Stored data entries
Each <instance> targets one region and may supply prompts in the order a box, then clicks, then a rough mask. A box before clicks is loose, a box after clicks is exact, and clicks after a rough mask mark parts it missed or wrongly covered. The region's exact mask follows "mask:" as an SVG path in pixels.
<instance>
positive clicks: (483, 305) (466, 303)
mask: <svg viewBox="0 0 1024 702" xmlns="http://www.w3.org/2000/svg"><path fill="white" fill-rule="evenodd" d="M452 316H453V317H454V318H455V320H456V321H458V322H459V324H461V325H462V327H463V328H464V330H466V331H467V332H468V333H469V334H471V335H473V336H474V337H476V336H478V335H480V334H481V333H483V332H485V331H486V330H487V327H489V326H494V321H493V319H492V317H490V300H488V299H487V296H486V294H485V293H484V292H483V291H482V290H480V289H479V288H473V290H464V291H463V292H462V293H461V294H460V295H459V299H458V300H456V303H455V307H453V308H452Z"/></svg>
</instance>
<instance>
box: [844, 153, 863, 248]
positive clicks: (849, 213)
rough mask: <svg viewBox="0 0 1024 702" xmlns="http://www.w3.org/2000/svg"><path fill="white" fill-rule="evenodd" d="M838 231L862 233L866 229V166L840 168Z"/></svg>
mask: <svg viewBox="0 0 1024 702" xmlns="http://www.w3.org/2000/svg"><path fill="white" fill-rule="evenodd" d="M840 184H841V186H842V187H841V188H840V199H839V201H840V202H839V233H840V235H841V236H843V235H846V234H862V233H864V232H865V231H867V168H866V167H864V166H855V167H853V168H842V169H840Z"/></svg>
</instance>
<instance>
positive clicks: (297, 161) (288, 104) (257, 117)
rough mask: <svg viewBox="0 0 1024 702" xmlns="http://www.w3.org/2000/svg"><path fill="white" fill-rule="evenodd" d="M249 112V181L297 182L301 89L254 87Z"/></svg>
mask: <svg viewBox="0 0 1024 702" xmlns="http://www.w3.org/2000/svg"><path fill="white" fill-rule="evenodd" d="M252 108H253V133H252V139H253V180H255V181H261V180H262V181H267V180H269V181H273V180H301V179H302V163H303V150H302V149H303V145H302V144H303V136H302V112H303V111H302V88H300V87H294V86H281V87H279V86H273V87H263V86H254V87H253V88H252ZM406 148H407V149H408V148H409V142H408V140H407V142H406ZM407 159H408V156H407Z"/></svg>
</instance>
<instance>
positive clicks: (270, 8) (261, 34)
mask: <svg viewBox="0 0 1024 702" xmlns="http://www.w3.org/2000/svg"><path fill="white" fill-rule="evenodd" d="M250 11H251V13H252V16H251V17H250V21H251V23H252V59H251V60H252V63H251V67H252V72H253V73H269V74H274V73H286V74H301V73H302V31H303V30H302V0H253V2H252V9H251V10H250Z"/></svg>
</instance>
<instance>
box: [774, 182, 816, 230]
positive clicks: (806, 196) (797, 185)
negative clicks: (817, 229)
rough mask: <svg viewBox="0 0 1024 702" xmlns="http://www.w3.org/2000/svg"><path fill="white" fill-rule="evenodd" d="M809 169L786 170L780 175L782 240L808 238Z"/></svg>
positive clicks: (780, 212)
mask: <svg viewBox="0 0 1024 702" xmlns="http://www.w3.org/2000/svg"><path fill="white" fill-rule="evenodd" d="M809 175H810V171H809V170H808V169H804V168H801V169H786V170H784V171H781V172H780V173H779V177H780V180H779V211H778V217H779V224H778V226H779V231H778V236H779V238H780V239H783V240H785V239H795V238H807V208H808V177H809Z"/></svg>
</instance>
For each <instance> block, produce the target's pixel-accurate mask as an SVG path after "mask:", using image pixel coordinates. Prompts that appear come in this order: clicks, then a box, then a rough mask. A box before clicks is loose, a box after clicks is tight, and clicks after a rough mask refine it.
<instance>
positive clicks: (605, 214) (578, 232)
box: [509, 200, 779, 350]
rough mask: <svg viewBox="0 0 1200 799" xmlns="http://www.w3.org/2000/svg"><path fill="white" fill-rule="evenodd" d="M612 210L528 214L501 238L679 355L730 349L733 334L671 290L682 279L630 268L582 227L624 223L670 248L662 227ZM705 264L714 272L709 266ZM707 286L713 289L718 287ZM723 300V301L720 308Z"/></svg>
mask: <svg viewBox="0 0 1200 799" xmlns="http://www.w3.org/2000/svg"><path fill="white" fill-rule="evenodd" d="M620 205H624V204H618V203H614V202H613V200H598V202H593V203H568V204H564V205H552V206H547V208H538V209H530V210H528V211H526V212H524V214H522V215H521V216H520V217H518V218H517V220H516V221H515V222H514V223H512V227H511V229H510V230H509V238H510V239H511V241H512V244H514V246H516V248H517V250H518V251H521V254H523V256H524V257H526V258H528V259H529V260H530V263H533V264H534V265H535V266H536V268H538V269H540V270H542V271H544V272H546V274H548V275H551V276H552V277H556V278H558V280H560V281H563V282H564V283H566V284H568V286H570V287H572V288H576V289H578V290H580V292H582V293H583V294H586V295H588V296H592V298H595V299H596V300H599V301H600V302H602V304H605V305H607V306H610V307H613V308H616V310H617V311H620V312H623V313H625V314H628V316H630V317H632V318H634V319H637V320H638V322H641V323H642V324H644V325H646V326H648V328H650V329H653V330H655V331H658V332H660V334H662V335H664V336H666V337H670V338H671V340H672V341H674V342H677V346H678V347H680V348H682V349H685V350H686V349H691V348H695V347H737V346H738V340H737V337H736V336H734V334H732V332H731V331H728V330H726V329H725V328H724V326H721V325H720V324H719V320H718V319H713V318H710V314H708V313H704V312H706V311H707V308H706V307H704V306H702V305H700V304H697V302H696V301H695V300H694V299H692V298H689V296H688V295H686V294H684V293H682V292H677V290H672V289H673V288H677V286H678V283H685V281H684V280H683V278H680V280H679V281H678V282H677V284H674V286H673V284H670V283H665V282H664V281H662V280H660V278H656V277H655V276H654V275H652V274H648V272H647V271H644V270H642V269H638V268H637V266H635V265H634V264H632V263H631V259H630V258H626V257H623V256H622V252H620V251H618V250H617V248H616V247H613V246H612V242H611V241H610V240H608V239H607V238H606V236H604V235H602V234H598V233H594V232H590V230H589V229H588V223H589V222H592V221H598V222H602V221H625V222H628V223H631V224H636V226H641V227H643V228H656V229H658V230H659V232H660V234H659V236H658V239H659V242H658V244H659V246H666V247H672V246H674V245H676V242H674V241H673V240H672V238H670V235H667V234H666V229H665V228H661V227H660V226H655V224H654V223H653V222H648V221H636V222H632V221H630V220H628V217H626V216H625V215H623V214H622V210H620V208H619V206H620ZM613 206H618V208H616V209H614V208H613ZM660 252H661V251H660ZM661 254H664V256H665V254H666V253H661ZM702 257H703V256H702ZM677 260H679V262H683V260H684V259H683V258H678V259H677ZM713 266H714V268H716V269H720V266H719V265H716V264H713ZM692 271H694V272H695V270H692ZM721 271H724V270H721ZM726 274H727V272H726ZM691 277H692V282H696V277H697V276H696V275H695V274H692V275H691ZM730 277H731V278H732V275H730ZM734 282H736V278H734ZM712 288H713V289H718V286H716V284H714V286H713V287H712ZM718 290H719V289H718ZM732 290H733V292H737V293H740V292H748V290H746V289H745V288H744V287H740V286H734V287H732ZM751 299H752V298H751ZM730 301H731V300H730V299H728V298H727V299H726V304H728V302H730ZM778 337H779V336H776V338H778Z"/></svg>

TRY IT:
For the word "order", find all matching lines in the entries above and copy them out.

RESULT OF THE EXERCISE:
Each <instance> targets one region and may supply prompts in the order a box, then clicks, then a rough mask. A box before clicks is loose, a box after clicks is exact, and clicks after a rough mask mark parts it missed or wrongly covered. The region's exact mask follows "mask:" as an SVG path in pixels.
For each <instance> block, produce the target's pixel-accurate mask as an SVG path after "mask:", using image pixel coordinates. Prompts that appear come in this order: clicks, then a box, then a rough mask. A box before clicks is loose, a box after clicks is tight, and clicks after a rough mask refine it.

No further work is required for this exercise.